- [Written request]: Copy out the material below character for character, including every line of text, and omit the picture.

- [Raw records]:
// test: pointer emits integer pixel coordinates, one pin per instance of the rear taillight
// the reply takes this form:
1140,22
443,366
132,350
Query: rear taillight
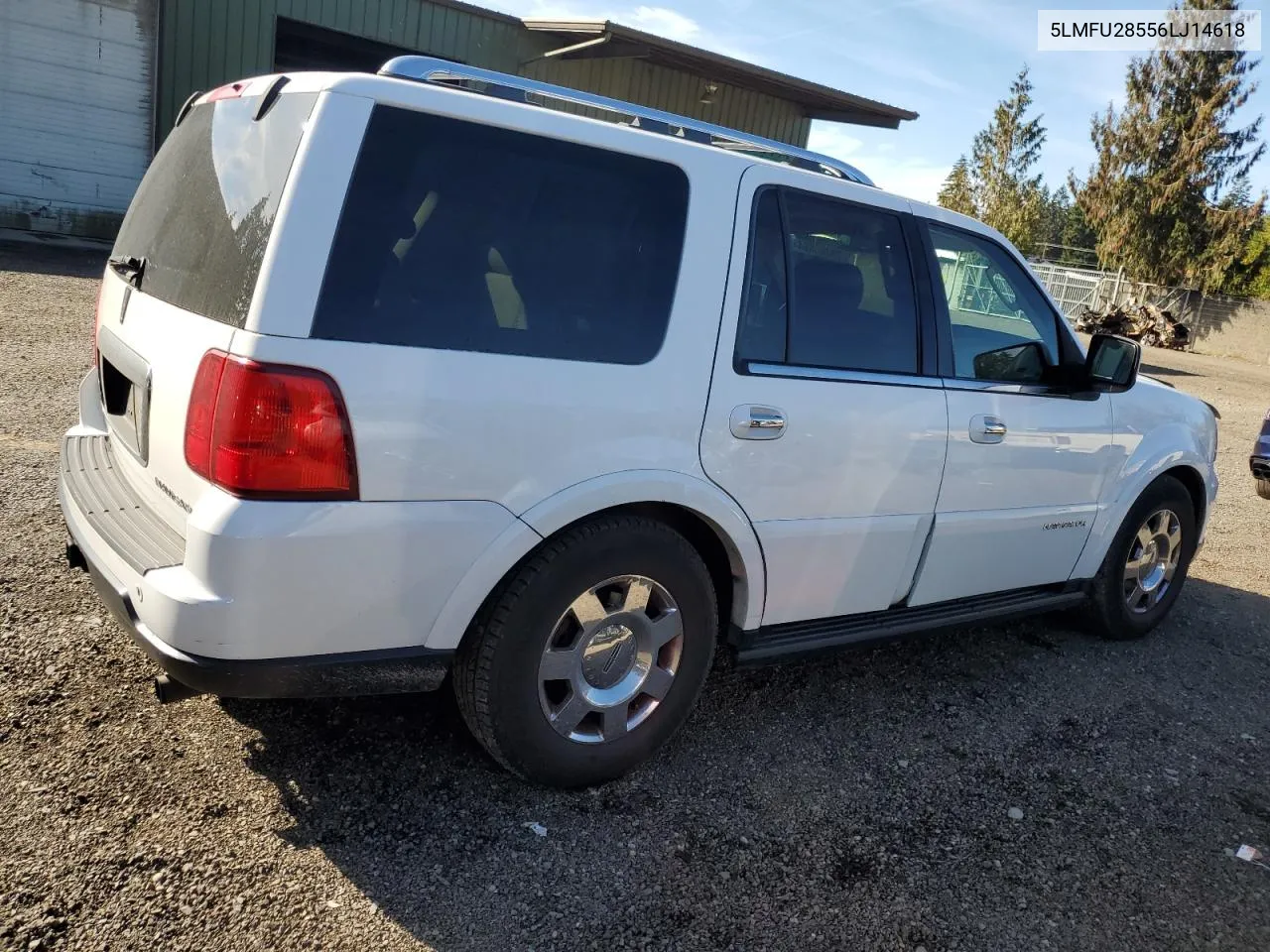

- [The response]:
// test: pointer emits integer pixel coordinates, one pin per instance of the rear taillight
// the reply takes this form:
1140,22
443,366
132,350
Query: rear taillight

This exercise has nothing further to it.